Somewhere below, one line contains "Target: mown lawn" and a later line contains "the stone wall". Output those two lines and everything between them exactly, and nothing else.
◆ ◆ ◆ ◆ ◆
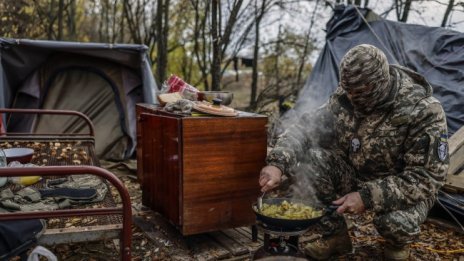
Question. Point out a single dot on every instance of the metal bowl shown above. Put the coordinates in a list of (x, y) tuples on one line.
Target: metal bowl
[(23, 155), (226, 97)]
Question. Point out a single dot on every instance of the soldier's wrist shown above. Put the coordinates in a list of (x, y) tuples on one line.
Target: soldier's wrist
[(366, 197)]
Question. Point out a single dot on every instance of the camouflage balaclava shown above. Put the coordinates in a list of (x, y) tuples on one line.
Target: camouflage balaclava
[(365, 76)]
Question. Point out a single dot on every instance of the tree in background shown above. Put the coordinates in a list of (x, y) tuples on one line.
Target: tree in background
[(195, 39)]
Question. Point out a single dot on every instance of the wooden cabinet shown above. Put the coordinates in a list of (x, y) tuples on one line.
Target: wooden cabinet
[(201, 173)]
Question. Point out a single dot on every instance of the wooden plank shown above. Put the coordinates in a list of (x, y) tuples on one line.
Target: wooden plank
[(233, 246), (205, 248)]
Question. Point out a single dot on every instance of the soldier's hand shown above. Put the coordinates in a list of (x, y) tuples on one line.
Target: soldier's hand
[(269, 178), (350, 203)]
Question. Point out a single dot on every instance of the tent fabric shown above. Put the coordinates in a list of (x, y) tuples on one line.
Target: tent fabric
[(103, 81), (436, 53)]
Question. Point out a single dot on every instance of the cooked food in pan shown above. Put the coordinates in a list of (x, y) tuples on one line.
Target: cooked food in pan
[(288, 210)]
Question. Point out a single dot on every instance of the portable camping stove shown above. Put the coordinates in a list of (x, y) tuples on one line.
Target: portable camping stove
[(279, 244)]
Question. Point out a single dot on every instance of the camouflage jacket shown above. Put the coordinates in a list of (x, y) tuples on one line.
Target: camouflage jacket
[(399, 153)]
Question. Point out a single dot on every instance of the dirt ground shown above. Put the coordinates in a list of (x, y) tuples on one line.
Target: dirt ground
[(157, 242), (436, 242)]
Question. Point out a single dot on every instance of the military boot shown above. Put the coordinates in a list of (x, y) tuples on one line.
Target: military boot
[(336, 244), (396, 252)]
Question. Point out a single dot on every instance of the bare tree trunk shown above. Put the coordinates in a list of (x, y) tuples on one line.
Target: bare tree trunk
[(162, 30), (216, 65), (449, 8), (199, 38), (72, 21), (60, 19), (306, 46), (254, 76)]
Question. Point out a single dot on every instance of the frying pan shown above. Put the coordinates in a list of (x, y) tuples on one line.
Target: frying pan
[(290, 224)]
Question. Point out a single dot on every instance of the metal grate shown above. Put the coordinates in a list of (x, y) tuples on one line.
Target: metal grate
[(65, 152)]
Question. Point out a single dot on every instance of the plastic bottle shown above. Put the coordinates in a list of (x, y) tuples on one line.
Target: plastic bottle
[(2, 165)]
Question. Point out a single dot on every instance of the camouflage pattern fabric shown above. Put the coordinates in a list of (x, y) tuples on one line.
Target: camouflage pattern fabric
[(395, 156), (333, 177), (365, 76)]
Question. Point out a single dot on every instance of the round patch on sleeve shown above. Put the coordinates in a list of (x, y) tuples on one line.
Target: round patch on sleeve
[(443, 147)]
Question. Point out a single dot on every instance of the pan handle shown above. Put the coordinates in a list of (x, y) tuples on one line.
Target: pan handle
[(332, 208)]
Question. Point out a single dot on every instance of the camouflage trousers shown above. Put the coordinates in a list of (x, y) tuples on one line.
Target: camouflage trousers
[(328, 177)]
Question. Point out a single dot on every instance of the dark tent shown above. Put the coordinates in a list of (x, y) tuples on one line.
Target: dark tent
[(434, 52), (103, 81)]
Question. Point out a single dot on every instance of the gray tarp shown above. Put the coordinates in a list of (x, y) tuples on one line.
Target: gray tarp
[(434, 52), (72, 75)]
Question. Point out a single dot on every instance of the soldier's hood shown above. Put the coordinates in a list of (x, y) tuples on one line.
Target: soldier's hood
[(415, 77)]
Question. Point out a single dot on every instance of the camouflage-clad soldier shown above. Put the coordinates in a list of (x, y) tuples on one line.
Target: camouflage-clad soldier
[(379, 143)]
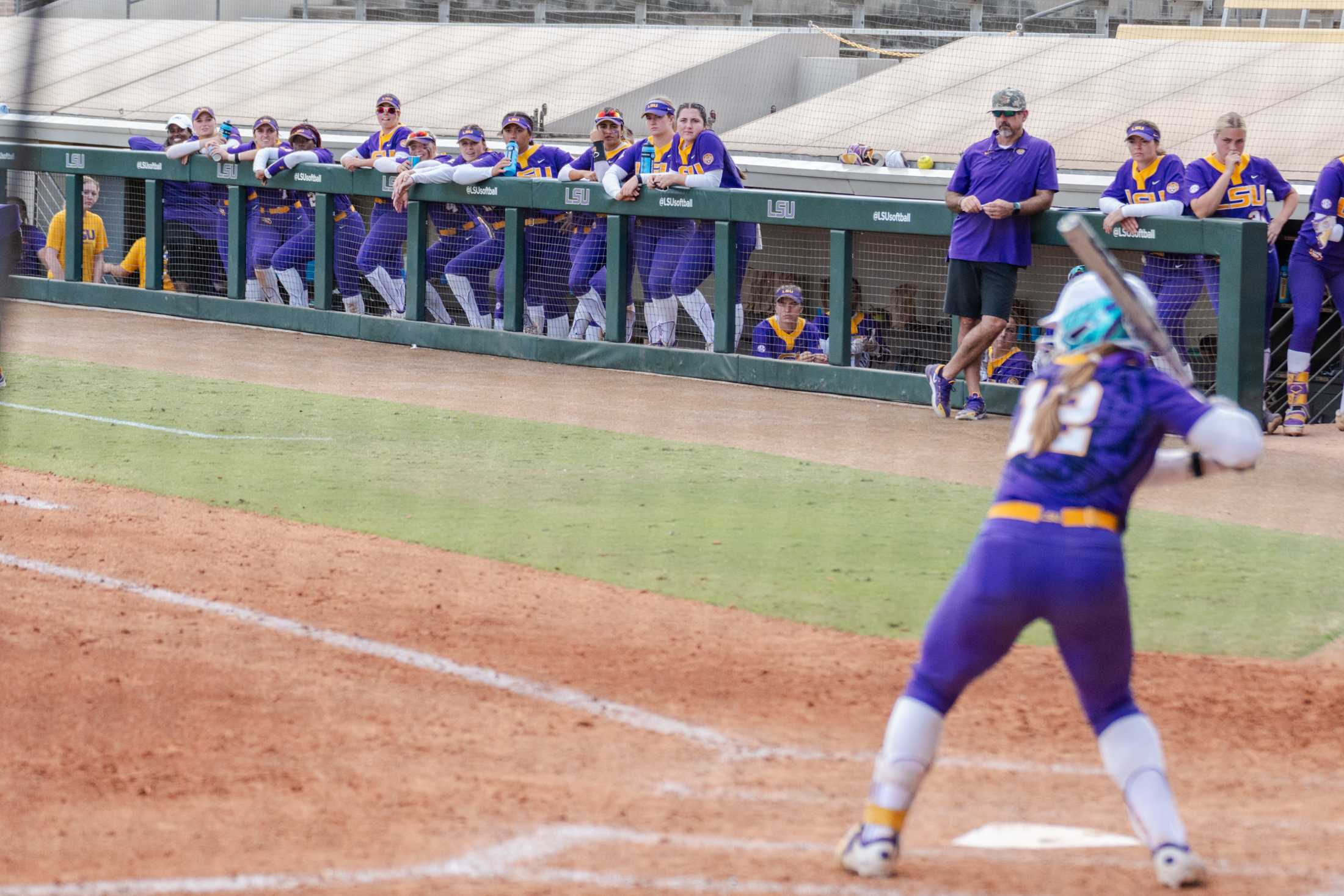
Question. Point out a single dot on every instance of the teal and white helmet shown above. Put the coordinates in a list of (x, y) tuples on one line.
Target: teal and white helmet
[(1086, 315)]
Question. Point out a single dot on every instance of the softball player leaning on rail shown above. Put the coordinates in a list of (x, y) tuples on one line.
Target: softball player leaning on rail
[(292, 258), (467, 250), (702, 160), (379, 257), (1085, 435), (588, 235), (1150, 186), (659, 242)]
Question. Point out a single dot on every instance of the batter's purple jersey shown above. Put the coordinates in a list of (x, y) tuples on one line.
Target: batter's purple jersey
[(1011, 368), (988, 171), (1327, 202), (1155, 183), (1113, 428), (1247, 194)]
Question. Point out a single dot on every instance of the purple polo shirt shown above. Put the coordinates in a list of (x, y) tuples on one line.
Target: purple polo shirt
[(988, 171)]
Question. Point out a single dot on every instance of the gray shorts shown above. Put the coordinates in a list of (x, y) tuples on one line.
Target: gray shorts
[(979, 289)]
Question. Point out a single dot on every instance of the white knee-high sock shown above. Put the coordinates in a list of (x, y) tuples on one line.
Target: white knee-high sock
[(466, 297), (1132, 754), (269, 285), (660, 321), (908, 751), (434, 305), (701, 313), (293, 284)]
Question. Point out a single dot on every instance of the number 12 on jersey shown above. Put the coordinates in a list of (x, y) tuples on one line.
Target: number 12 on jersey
[(1076, 417)]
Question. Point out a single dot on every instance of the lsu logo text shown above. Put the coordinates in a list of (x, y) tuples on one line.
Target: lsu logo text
[(1244, 197)]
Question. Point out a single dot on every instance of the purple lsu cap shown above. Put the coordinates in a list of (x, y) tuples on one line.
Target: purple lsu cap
[(659, 108)]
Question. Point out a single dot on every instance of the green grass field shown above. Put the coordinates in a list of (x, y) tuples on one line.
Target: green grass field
[(816, 543)]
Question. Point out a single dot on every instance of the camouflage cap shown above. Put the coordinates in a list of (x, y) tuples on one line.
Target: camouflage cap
[(1009, 100)]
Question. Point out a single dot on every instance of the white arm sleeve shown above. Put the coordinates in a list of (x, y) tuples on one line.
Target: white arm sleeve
[(186, 148), (471, 173), (300, 158), (1167, 209), (1227, 435), (434, 173), (707, 179), (612, 180)]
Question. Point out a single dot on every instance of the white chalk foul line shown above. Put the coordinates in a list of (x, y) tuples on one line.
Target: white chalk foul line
[(169, 429), (32, 503)]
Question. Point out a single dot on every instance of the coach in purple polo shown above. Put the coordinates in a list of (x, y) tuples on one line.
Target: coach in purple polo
[(999, 184)]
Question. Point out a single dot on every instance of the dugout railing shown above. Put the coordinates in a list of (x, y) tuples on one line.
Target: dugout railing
[(1240, 247)]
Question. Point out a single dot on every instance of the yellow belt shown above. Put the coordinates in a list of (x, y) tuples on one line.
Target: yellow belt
[(1070, 517)]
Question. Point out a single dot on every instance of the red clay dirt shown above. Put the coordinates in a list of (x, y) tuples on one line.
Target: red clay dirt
[(153, 740)]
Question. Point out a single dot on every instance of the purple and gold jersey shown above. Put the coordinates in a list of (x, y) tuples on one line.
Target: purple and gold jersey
[(1247, 195), (1327, 202), (379, 145), (1156, 183), (988, 171), (1010, 368), (704, 155), (1108, 437), (194, 200), (772, 340), (340, 202)]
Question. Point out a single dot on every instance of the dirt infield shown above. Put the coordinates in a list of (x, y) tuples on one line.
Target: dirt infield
[(337, 711), (158, 740)]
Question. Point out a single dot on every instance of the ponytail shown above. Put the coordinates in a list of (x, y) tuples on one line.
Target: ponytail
[(1045, 426)]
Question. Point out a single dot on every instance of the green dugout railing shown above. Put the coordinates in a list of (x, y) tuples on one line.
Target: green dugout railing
[(1241, 247)]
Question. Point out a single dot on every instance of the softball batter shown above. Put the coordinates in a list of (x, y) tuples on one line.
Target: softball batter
[(1085, 435)]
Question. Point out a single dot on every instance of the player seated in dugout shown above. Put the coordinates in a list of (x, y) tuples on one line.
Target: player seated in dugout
[(1004, 362), (787, 335)]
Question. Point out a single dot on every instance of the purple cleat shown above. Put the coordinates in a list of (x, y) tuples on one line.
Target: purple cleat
[(940, 388)]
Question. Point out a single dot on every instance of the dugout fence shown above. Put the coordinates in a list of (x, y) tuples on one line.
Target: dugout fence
[(894, 244)]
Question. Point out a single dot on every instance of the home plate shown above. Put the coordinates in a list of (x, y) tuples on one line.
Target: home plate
[(1018, 836)]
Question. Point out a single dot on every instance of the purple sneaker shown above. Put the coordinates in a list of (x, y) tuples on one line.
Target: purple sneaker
[(940, 388)]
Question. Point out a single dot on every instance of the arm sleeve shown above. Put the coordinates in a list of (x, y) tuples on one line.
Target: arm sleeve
[(613, 178), (1166, 209), (707, 179), (471, 173), (183, 150)]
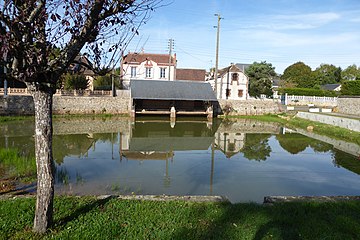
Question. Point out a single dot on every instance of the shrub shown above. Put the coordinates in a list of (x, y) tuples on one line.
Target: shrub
[(75, 82), (350, 88)]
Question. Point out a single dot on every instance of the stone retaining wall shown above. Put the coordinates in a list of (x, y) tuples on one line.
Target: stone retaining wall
[(91, 105), (16, 105), (24, 105), (349, 105), (250, 107)]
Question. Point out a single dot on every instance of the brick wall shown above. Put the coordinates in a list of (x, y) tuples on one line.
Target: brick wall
[(349, 105)]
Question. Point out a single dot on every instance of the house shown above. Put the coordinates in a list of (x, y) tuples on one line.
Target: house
[(275, 87), (243, 66), (331, 87), (190, 74), (232, 83), (147, 66)]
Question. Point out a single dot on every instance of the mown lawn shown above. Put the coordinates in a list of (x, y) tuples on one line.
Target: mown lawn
[(112, 218)]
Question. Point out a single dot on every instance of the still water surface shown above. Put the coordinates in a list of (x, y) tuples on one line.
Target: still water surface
[(243, 160)]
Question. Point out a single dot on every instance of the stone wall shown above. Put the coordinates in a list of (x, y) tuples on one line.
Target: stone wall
[(349, 105), (24, 105), (250, 107), (91, 105), (16, 105)]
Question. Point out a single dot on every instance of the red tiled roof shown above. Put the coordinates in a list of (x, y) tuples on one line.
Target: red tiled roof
[(137, 58), (191, 74)]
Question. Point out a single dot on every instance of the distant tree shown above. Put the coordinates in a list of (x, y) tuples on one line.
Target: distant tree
[(351, 73), (350, 88), (30, 31), (327, 74), (75, 81), (298, 75), (260, 78)]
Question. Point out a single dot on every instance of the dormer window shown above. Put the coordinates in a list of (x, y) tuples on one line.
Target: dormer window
[(133, 71), (235, 79), (148, 72)]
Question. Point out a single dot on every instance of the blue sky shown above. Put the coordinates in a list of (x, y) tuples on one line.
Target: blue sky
[(279, 32)]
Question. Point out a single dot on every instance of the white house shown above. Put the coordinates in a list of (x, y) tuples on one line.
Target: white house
[(232, 83), (147, 66)]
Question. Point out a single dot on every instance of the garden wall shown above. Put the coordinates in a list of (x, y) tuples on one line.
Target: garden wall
[(349, 105), (24, 105)]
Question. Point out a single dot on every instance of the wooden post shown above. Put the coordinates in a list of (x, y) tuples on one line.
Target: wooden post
[(172, 114)]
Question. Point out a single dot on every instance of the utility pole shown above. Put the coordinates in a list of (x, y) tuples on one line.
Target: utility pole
[(217, 52), (171, 46)]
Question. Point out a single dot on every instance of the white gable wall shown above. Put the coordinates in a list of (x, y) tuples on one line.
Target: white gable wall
[(141, 72), (237, 89)]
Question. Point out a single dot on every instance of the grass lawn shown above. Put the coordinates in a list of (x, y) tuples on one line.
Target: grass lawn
[(112, 218)]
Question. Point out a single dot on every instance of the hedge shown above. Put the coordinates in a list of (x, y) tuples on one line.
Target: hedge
[(308, 92), (350, 88)]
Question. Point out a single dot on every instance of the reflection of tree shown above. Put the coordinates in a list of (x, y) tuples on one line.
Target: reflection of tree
[(106, 137), (346, 160), (256, 147), (295, 143), (320, 146), (65, 145)]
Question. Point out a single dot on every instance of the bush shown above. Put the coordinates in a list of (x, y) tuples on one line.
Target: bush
[(350, 88), (104, 82), (308, 92), (75, 82)]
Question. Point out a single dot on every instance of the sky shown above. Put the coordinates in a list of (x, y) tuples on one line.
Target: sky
[(280, 32)]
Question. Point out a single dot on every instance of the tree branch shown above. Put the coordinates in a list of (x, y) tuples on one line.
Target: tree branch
[(35, 13)]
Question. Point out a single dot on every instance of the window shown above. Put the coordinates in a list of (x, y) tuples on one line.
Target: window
[(162, 72), (148, 72), (133, 71), (228, 92), (235, 78)]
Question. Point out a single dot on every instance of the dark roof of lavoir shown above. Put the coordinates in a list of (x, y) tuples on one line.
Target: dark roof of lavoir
[(172, 90)]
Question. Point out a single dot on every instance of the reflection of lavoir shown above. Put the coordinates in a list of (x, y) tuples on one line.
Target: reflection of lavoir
[(230, 143), (156, 139)]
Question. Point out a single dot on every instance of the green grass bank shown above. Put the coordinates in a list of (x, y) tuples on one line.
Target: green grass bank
[(112, 218)]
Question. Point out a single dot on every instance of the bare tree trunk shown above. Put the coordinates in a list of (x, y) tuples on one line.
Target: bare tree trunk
[(44, 159)]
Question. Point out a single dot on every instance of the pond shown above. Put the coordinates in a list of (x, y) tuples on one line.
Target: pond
[(243, 160)]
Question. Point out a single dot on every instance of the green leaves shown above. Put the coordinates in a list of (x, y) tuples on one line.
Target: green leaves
[(260, 78)]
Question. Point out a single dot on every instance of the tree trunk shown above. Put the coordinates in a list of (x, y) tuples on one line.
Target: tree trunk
[(44, 159)]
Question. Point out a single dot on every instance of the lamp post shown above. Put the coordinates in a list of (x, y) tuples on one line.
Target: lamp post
[(5, 81)]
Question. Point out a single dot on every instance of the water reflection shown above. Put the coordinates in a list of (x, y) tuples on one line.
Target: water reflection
[(244, 160)]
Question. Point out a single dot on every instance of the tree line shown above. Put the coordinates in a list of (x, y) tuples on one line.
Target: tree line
◆ ◆ ◆ ◆ ◆
Answer section
Target: mown lawn
[(112, 218)]
Question. Point out a single dot on every instance of the still water surface shown above. Put the coordinates in a list of (x, y) tuples on one line.
Target: still water surface
[(243, 160)]
Question. Point out a single dot on every instance of the stone wall shown above. Put the coordinates in a list of (x, y) tuples on one line.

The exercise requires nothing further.